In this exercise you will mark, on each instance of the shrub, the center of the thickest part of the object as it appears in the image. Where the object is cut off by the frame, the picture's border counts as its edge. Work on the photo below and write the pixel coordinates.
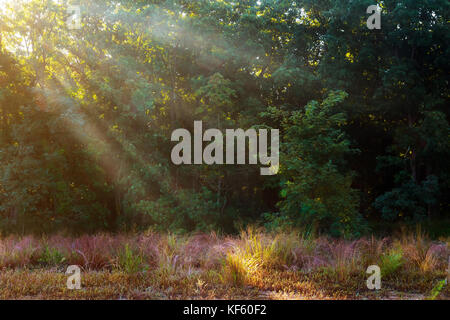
(51, 256)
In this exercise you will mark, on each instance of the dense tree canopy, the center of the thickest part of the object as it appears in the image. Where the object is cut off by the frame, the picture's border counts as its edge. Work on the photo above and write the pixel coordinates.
(87, 114)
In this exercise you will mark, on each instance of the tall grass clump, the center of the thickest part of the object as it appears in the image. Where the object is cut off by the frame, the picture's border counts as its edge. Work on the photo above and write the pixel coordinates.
(130, 260)
(391, 261)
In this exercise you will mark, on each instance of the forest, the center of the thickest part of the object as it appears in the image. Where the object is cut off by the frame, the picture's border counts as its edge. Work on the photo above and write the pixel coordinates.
(92, 90)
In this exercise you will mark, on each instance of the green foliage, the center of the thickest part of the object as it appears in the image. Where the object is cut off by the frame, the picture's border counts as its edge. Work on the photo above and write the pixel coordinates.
(51, 256)
(316, 186)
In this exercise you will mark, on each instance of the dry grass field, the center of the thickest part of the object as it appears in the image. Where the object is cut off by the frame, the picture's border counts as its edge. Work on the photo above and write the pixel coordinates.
(254, 265)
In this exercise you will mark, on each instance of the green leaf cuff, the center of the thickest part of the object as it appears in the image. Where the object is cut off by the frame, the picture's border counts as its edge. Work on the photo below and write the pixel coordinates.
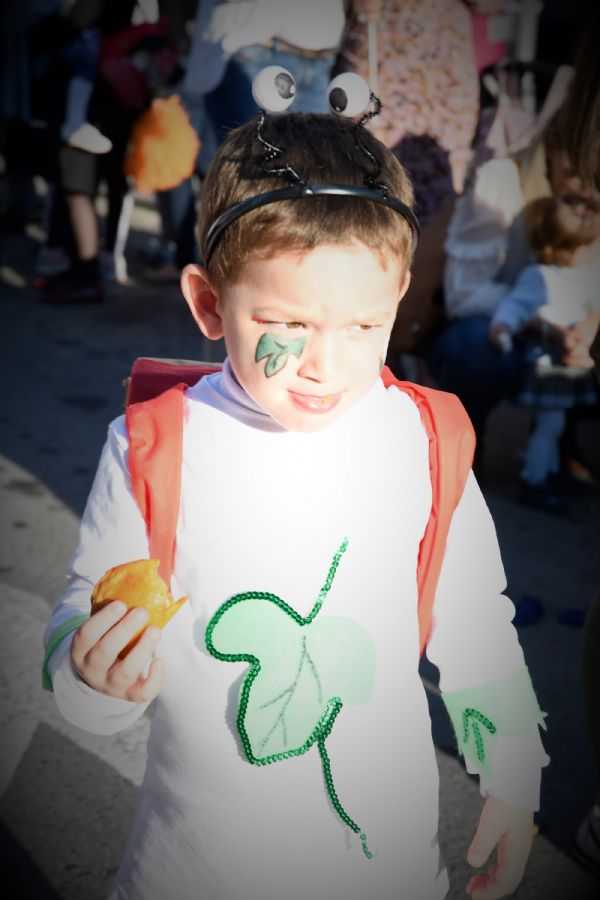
(56, 638)
(481, 714)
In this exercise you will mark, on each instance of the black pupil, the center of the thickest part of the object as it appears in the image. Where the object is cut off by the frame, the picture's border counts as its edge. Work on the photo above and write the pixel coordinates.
(284, 85)
(338, 99)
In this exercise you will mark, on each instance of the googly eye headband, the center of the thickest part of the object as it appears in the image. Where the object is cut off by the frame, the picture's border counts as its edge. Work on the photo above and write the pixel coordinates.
(348, 94)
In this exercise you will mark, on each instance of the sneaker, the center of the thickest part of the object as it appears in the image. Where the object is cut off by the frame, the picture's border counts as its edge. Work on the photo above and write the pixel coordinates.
(64, 290)
(586, 843)
(113, 267)
(543, 497)
(87, 137)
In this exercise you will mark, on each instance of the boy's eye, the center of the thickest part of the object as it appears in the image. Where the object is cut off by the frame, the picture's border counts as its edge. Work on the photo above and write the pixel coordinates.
(286, 325)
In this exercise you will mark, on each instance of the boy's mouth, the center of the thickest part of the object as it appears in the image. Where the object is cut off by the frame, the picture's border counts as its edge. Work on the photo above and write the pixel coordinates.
(314, 403)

········

Output the entries above verbatim. Omit the images.

In this exercise you will mark, on each instance of the shrub, the center of the thickest part of the object as it appears in the image. Where the object is cut off by the frame, the picture's border counts as its edge. Work on the photo below and write the pixel coordinates.
(51, 256)
In this exercise you will mark, on each instance of the dense tree canopy, the center of the thickest part of the object as it appears in the image. Where the object is cut off by the frame, the picture's border counts as its edge. Work on the photo above and write the pixel coordinates.
(87, 114)
In this exercise you will mark, on each instance of the tall grass clump, the center of the thickest part of the object as it appears in the image. Where the object is cut off by the frame, the picture's border counts as its edge. Work on the photo above and write the pixel coordinates.
(130, 260)
(391, 261)
In this exercise you will mark, on each instance of the forest, the center of the thickest part of the object as it appears in the image. Where the object is cut off by the frame, the picture's border counts as its edge. Work on the photo above and write the pixel coordinates.
(92, 90)
In this exercise you will mark, on each instance of the green foliage, the center of the thickest part of the object as it appears in the image. Where the object is cut off by the frame, the picture's border counts as its edge. Work on the photo above and write the pixel coordinates.
(51, 256)
(316, 186)
In this exercise you will mark, on each instance of the dry grass field, the center of the thickest part of the object as it appears in the image. Where the object is cut off by the frame, the picture's border counts as its edge. Work on the photo above and write the pixel coordinates.
(254, 265)
In this exercise you will mark, on each instance of the green leaf cuff, the center of the thickest part of the object as it appears in the image. Where the object is cut off by the frame, the picture's border counts as its edge. Work on the photo below and write the pixel coordinates.
(56, 638)
(481, 714)
In this exercise you will mark, on each instance of the black pupil, the center of the thickest part of the object as it appears in the image. Where the object is cut off by the frame, the picture's border counts as its edge. Work on the photo above and write the pixel coordinates.
(284, 85)
(338, 99)
In this exercise you will mark, on each instance of the googly eye headband, the center of the thickest part of the object as it appears in the image. Where the object is cut off by the frame, the picture's border counts as its edge. Work on the photo above and write the pixel coordinates.
(348, 94)
In this exercise you will mark, on each instance of the sneaker, the center of the thickest part of the object as it appears in the image. Where the object is cut off by the frame, the picture's border counts as its edge. Work on the photo above and write the pixel coordinates.
(64, 290)
(586, 843)
(113, 267)
(543, 497)
(87, 137)
In this exercise you will mark, on each instance of the boy's eye, the center of the thickest part of the object as it appears in the image. Where the object is cut off by the frame, the picture's border counts as its edge. Work on the photo above and write the pixel coordinates.
(286, 325)
In this exercise you will mark, on each instance of the boy's mouth, the center of the thickest part of the object as it appears in the image. Where the object is cut off by the frame, the picture's border counts as its edge. Work on the photo above and write the pixel coordinates.
(314, 403)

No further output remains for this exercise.